## [Extracted records]

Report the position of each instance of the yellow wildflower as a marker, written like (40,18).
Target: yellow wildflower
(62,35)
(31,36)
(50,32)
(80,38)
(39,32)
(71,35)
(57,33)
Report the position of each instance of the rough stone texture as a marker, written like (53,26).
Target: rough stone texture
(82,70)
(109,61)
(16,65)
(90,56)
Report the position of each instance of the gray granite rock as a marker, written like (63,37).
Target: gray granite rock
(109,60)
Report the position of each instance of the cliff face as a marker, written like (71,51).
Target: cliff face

## [Task description]
Repeat every record, exactly as written.

## [Exercise response]
Report the position of each instance of the yellow wildflower as a marker, written like (40,18).
Target: yellow wildflower
(62,35)
(31,36)
(50,32)
(80,38)
(39,32)
(71,35)
(57,33)
Report the position of each instance of the rough stone texture as a marker, written like (53,26).
Target: rough stone texture
(82,70)
(109,61)
(16,65)
(90,56)
Report the position of each instance of the gray granite rock as a marker, written like (63,37).
Target: gray granite rock
(109,60)
Report the position of each instance of the cliff face as a marker, written like (71,51).
Target: cliff face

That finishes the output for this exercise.